-- START Data shown --

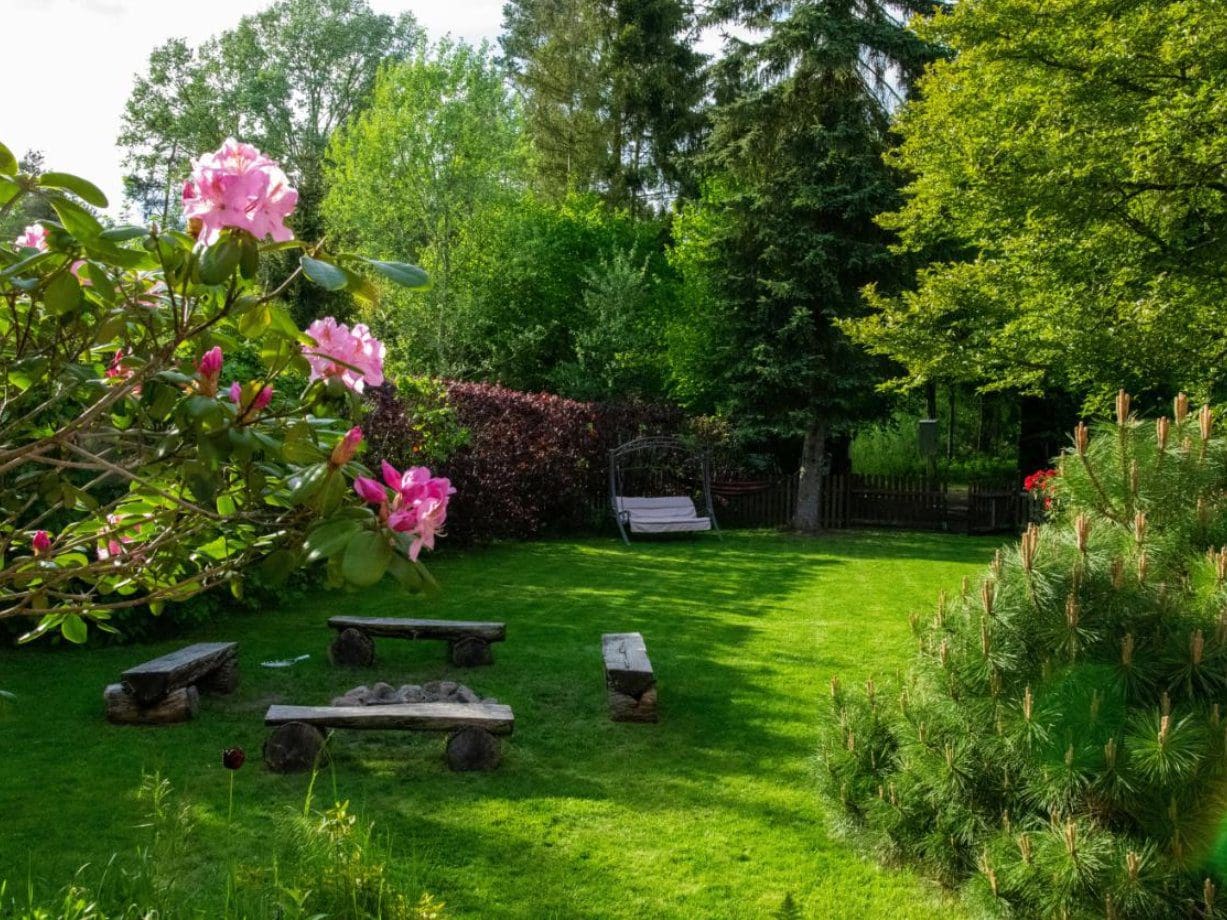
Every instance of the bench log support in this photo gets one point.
(473, 730)
(630, 681)
(123, 708)
(185, 667)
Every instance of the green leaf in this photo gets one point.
(277, 567)
(9, 190)
(75, 629)
(76, 220)
(307, 483)
(63, 296)
(329, 539)
(328, 276)
(401, 272)
(220, 260)
(366, 559)
(84, 189)
(249, 263)
(124, 233)
(107, 252)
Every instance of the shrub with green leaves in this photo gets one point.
(1059, 746)
(138, 466)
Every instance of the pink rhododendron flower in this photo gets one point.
(33, 237)
(369, 491)
(431, 519)
(210, 368)
(419, 504)
(238, 187)
(346, 447)
(352, 356)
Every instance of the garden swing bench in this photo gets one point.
(654, 482)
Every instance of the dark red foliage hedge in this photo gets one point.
(535, 461)
(531, 463)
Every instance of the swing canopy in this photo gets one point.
(658, 486)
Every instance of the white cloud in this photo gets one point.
(68, 65)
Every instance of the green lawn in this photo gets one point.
(711, 813)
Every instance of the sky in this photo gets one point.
(68, 65)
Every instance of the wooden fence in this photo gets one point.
(852, 501)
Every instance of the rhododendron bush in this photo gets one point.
(135, 469)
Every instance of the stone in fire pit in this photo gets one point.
(430, 692)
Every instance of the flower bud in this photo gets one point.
(42, 544)
(346, 447)
(210, 369)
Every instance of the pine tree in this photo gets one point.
(1060, 743)
(799, 131)
(612, 93)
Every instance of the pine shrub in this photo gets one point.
(1059, 745)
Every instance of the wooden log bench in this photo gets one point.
(167, 690)
(468, 642)
(297, 740)
(630, 680)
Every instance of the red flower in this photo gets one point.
(1041, 483)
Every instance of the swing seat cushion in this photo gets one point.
(670, 514)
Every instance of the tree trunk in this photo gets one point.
(807, 517)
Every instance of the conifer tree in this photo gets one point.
(612, 93)
(1060, 743)
(796, 179)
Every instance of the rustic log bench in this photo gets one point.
(628, 678)
(167, 688)
(297, 742)
(468, 643)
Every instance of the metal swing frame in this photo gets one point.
(647, 453)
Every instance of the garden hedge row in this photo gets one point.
(523, 464)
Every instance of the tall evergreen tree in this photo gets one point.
(552, 49)
(612, 93)
(799, 130)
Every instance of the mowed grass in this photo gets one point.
(709, 813)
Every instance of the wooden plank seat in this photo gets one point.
(468, 642)
(668, 514)
(167, 688)
(297, 737)
(630, 680)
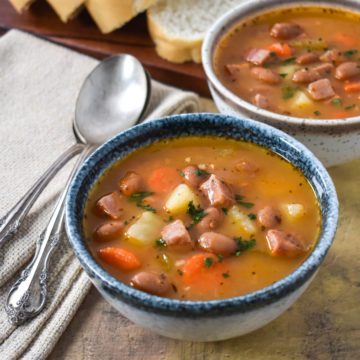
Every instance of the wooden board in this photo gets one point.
(82, 34)
(324, 324)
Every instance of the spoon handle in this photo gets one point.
(10, 223)
(27, 296)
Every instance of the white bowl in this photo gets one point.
(334, 141)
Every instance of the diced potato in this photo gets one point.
(179, 199)
(146, 229)
(288, 69)
(301, 101)
(293, 211)
(239, 222)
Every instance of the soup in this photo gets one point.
(199, 218)
(302, 62)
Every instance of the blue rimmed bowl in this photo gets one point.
(202, 320)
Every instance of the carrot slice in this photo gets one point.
(344, 39)
(120, 258)
(164, 179)
(283, 50)
(203, 272)
(352, 87)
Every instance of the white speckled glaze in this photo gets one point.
(333, 141)
(214, 319)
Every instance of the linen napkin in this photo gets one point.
(39, 83)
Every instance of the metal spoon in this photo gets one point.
(113, 97)
(118, 91)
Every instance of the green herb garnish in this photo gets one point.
(350, 107)
(336, 102)
(208, 262)
(288, 92)
(350, 53)
(196, 213)
(139, 197)
(160, 243)
(199, 172)
(243, 245)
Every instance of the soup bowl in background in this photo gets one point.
(214, 319)
(333, 141)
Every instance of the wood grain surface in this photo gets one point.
(324, 324)
(82, 34)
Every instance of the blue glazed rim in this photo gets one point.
(202, 124)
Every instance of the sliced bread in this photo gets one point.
(112, 14)
(178, 27)
(21, 5)
(66, 9)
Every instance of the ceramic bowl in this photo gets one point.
(201, 320)
(333, 141)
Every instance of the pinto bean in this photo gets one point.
(175, 234)
(156, 284)
(210, 221)
(347, 70)
(269, 217)
(261, 101)
(285, 31)
(281, 243)
(109, 231)
(217, 243)
(193, 176)
(218, 192)
(307, 58)
(321, 89)
(266, 75)
(258, 56)
(304, 76)
(110, 205)
(131, 183)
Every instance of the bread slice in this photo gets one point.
(21, 5)
(178, 27)
(66, 9)
(112, 14)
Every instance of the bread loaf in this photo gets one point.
(178, 27)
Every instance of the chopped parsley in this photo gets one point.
(336, 102)
(288, 92)
(252, 216)
(200, 172)
(160, 243)
(289, 61)
(139, 197)
(239, 199)
(208, 262)
(350, 53)
(243, 245)
(196, 213)
(350, 107)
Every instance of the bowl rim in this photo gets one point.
(209, 308)
(247, 10)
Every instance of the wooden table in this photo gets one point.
(324, 324)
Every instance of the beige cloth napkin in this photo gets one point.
(39, 83)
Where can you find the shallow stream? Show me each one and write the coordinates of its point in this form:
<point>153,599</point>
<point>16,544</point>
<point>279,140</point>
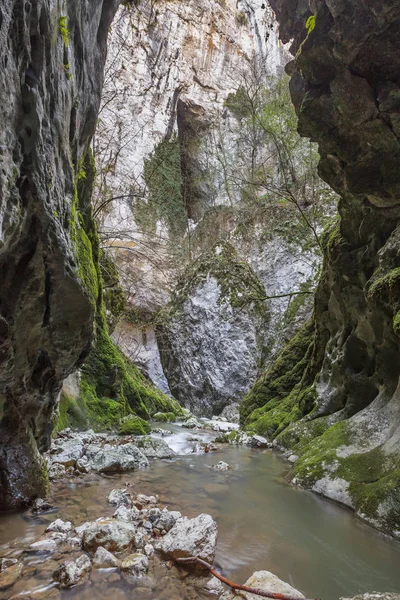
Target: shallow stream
<point>264,523</point>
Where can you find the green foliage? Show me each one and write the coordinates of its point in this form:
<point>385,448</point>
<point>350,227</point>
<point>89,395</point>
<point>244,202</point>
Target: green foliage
<point>113,294</point>
<point>241,18</point>
<point>63,28</point>
<point>163,176</point>
<point>71,413</point>
<point>118,384</point>
<point>160,417</point>
<point>134,426</point>
<point>239,284</point>
<point>280,390</point>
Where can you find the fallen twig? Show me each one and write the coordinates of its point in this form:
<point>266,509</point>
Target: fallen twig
<point>234,586</point>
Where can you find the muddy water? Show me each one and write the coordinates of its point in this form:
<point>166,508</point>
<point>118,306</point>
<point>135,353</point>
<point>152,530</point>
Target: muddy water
<point>263,522</point>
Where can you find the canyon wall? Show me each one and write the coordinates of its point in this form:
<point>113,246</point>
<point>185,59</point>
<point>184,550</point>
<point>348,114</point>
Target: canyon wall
<point>52,57</point>
<point>170,73</point>
<point>342,371</point>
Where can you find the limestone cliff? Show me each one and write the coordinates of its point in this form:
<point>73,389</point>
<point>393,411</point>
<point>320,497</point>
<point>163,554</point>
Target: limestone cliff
<point>343,370</point>
<point>52,57</point>
<point>171,73</point>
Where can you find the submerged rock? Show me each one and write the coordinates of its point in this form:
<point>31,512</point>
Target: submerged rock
<point>221,466</point>
<point>116,459</point>
<point>154,448</point>
<point>60,526</point>
<point>112,534</point>
<point>135,564</point>
<point>190,537</point>
<point>10,574</point>
<point>103,559</point>
<point>120,497</point>
<point>72,572</point>
<point>266,582</point>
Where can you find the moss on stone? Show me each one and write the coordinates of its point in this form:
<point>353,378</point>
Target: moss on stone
<point>71,413</point>
<point>165,417</point>
<point>118,384</point>
<point>279,383</point>
<point>319,456</point>
<point>277,414</point>
<point>134,425</point>
<point>239,284</point>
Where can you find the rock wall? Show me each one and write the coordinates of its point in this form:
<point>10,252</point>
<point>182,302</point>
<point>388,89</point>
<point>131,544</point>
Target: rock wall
<point>211,336</point>
<point>52,57</point>
<point>345,88</point>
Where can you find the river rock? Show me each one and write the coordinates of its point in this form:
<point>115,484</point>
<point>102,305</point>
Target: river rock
<point>67,452</point>
<point>266,582</point>
<point>40,506</point>
<point>257,441</point>
<point>112,534</point>
<point>60,526</point>
<point>221,466</point>
<point>120,498</point>
<point>190,537</point>
<point>103,559</point>
<point>374,596</point>
<point>123,513</point>
<point>72,572</point>
<point>57,471</point>
<point>115,459</point>
<point>231,413</point>
<point>10,575</point>
<point>135,564</point>
<point>192,423</point>
<point>46,594</point>
<point>5,563</point>
<point>154,447</point>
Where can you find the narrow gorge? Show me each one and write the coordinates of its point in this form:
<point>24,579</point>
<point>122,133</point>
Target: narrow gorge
<point>199,309</point>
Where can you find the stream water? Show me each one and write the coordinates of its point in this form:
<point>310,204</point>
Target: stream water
<point>264,523</point>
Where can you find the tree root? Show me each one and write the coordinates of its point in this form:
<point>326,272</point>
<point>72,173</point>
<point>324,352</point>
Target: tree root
<point>234,586</point>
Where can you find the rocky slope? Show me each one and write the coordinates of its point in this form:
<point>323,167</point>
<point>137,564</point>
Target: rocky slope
<point>343,370</point>
<point>51,79</point>
<point>184,75</point>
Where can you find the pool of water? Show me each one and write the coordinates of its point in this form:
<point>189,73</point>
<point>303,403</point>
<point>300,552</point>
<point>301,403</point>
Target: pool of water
<point>264,523</point>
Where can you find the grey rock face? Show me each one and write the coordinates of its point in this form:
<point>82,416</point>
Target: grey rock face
<point>49,98</point>
<point>154,447</point>
<point>190,537</point>
<point>103,559</point>
<point>266,582</point>
<point>116,459</point>
<point>111,534</point>
<point>212,344</point>
<point>71,572</point>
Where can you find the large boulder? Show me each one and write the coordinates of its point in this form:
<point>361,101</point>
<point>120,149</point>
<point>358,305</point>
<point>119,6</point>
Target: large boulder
<point>72,572</point>
<point>112,458</point>
<point>190,537</point>
<point>212,336</point>
<point>49,284</point>
<point>111,534</point>
<point>265,582</point>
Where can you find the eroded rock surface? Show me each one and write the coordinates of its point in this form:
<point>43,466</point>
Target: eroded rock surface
<point>50,87</point>
<point>345,88</point>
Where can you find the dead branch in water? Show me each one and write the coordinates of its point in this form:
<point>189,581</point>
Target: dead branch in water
<point>234,586</point>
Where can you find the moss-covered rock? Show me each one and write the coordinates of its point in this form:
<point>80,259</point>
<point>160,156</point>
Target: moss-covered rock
<point>168,417</point>
<point>134,425</point>
<point>211,336</point>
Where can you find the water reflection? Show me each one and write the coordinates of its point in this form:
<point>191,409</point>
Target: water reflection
<point>264,523</point>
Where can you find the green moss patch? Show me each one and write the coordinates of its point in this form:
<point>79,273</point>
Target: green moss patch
<point>239,284</point>
<point>278,385</point>
<point>161,417</point>
<point>134,425</point>
<point>119,385</point>
<point>71,413</point>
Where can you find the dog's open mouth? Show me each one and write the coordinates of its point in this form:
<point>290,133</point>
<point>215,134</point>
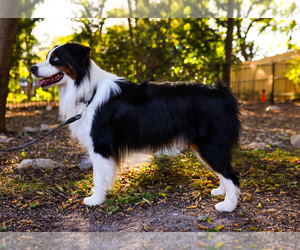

-- END Data shown --

Rewrite the material from its start up to and including the line with "(1059, 745)", keeping every request line unchanged but multiplying each coordinate in the answers by 2.2 and rounding to whole numbers, with halves rounded up. Leave the pictures out.

Every instance of the bench log support in this photo gets one point.
(1041, 1606)
(1386, 1498)
(271, 1558)
(407, 1467)
Every instance of the green leaf in this photo gets one point.
(609, 1247)
(20, 418)
(165, 1384)
(167, 484)
(675, 1063)
(139, 651)
(724, 1186)
(722, 607)
(882, 598)
(484, 572)
(805, 1230)
(185, 416)
(548, 579)
(273, 513)
(235, 554)
Every instance of the shrub with green leaves in this photo gets one point.
(2330, 1641)
(304, 1025)
Every instance of the pink rhododendron flower in this photo gets one point.
(73, 521)
(812, 1080)
(948, 1142)
(462, 810)
(922, 1109)
(524, 411)
(761, 983)
(774, 783)
Every instance of the garden swing bench in this photo gets one point.
(1439, 1060)
Every instance of the dark red foliage hedge in this photo gets one point.
(1177, 1014)
(1168, 1019)
Every instance of the swing canopy in this photo gets one point.
(1448, 1069)
Every instance of the white cloud in this photo gets one point.
(150, 143)
Every instance of the green lawn in this photo gets one point.
(1564, 1789)
Every instance of the sky in this photo gets one point.
(150, 143)
Every instance of the wooden fence in this photo gets one point.
(1874, 1102)
Every instance of the rhododendron bush in this photo gets one point.
(297, 1032)
Every instance of the stone in fire pit in this photo gets one point.
(946, 1522)
Every instance of the flower bud in this photo gets one point.
(92, 1197)
(761, 983)
(462, 812)
Every instance of the pine tree in this photo gets one point.
(2332, 1635)
(1758, 288)
(1346, 205)
Every instance of the pine shrub in this photo gets one point.
(2330, 1639)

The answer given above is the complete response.